__抜粋__
● ● ● ●
METHOD MAN:ED HARRIS
俳優エド・ハリス 独占インタビュー
April 2024
photography michael schwartz
fashion direction jo grzeszczuk
Special thanks to Flower Ave.
ジャケット Ralph Lauren Purple Label
チーフ Anderson & Sheppard Haberdashery
ジーンズ、ハット、ブーツ all property of Ed Harris
信じられない体験 1972年、オクラホマ・シティのジュエル・ボックス・コミュニティ・シアターの小さく簡素なステージにいたのは、エド・ハリスという名の若い素人俳優だった。ステージが終わる頃、劇場は満席だった。
この年は、ベトナム戦争とウォーターゲート事件があり、アメリカの政治にとっては最悪な年であったが、エンターテイメントでは最高の年だった。ローリング・ストーンズが北アメリカのツアーをしていたし、フランシス・フォード・コッポラの『ゴッドファーザー』が、シシリアン・マフィアの魅力をアメリカ人に伝えていた。新年はエルビス・プレスリーの歌で明けた。アポロの月面着陸のときよりも、多くの視聴者が、プレスリーのハワイでのコンサート(エンターティナーによる初めての衛星中継)を見るためにチャンネルを合わせた。70年代は、文字通り、輝ける時代だったのだ。
ジュエル・ボックス・シアターでは、200人くらいの聴衆は、しばらく沈黙を守っていた。キャメロットのミュージカル版を見終わったところで、やせた、アスリートのようなアーサー王が、背が高く、背筋がピンとしているように見えるように絶え間なく努力をしながら、彼らの前に立っていた。リハーサルの時に背中にテープで貼られていた木製の物差しは、本番では落ちてしまっていた。パウダー・ブルーの目は聴衆を見つめ、何が起きているのかを理解しようとしていた。
突然、聴衆は席から立ち上がり、拍手し、そして叫んだ。このときの賞賛は、この偉大な俳優のキャリアの最初の一歩となった。70本以上の映画、数え切れない舞台、多くの賞を獲得した演出、そんなドミノ倒しの最初の駒となった。しかし、1972年、このステージに立つエド・ハリスは何が起きているのかまったくわかっていなかった。
● ● ● ●
__演習資料__
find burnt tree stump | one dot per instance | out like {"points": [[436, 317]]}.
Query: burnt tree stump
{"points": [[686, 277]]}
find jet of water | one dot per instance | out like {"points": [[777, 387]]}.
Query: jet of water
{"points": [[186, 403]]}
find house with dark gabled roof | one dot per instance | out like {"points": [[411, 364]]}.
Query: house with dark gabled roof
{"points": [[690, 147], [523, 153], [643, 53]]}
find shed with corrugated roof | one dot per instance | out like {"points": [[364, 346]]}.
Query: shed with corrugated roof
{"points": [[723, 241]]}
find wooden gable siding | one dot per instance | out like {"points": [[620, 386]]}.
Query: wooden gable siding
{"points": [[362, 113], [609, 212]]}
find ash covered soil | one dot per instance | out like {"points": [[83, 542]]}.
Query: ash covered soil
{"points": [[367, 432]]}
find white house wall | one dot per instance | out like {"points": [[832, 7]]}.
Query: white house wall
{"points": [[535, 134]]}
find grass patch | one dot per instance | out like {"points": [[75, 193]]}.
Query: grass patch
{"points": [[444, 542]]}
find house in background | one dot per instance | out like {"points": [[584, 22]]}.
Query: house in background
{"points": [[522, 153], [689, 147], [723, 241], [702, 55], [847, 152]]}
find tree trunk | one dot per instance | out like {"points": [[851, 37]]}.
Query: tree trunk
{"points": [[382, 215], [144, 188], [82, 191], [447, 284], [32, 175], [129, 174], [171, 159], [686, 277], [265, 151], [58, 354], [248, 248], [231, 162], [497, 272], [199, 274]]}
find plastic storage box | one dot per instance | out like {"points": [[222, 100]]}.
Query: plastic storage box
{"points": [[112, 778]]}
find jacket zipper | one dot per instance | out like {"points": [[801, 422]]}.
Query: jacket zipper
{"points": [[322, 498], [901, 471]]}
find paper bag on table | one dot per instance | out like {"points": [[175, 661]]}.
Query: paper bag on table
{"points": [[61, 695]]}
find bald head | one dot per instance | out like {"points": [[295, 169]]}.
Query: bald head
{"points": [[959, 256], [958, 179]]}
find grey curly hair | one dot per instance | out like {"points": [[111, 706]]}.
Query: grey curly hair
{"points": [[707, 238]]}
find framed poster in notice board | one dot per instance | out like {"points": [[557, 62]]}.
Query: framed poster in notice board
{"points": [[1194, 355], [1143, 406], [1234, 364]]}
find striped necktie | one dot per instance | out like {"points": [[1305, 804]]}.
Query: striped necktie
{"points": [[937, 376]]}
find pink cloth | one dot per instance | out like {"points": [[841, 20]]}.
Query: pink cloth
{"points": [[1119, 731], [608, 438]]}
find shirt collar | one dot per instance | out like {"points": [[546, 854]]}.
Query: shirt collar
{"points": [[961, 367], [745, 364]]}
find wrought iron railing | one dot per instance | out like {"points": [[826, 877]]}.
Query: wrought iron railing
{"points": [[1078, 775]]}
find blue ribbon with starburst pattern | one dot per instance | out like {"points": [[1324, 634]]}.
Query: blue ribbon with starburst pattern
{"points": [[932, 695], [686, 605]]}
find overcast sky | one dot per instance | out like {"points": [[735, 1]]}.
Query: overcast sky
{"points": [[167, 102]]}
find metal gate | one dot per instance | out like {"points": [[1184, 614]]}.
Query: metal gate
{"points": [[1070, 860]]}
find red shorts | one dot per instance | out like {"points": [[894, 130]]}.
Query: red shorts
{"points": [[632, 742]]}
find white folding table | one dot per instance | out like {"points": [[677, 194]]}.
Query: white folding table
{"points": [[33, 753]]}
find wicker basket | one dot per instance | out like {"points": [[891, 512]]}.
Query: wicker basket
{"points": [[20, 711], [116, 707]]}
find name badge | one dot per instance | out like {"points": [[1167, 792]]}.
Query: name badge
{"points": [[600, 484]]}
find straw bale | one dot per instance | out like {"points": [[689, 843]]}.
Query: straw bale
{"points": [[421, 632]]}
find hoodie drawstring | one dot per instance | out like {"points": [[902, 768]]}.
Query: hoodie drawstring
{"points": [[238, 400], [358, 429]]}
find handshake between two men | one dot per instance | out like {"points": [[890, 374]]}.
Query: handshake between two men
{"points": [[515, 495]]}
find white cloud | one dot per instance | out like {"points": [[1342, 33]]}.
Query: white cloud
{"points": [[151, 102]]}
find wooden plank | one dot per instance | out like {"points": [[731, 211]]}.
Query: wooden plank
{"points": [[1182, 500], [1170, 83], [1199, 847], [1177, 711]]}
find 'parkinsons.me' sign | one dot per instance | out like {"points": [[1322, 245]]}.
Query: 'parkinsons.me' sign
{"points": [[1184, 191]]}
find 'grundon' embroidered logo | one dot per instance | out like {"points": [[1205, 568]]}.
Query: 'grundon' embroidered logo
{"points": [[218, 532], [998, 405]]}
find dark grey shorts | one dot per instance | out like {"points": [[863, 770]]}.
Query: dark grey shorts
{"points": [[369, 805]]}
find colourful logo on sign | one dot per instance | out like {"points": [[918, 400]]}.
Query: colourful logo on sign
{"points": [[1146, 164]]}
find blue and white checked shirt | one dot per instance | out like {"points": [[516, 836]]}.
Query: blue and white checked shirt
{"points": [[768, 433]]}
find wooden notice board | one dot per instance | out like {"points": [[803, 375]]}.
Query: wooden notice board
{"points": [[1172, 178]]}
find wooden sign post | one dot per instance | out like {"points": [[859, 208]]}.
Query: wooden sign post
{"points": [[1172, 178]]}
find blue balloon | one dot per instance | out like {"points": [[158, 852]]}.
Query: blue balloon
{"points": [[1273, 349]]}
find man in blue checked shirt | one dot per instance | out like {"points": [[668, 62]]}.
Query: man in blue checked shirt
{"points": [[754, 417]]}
● ● ● ●
__課題 1__
抜粋にある「ステージが終わる頃、劇場は満席だった。」という一文を英語に訳してください。
__課題 2__
レコードのうち、「find wooden sign」を含む行から始まりレコードの最後で終わる部分を、「blue balloon」を「red balloon」に変えて書き直してください。それ以外はすべてそのままにしてください。
抜粋とレコードは互いに無関係です。

__正解 1__
By the time the performance ended, the theater was full.

__正解 2__
find wooden sign post | one dot per instance | out like {"points": [[859, 208]]}.
Query: wooden sign post
{"points": [[1172, 178]]}
find red balloon | one dot per instance | out like {"points": [[158, 852]]}.
Query: red balloon
{"points": [[1273, 349]]}
find man in blue checked shirt | one dot per instance | out like {"points": [[668, 62]]}.
Query: man in blue checked shirt
{"points": [[754, 417]]}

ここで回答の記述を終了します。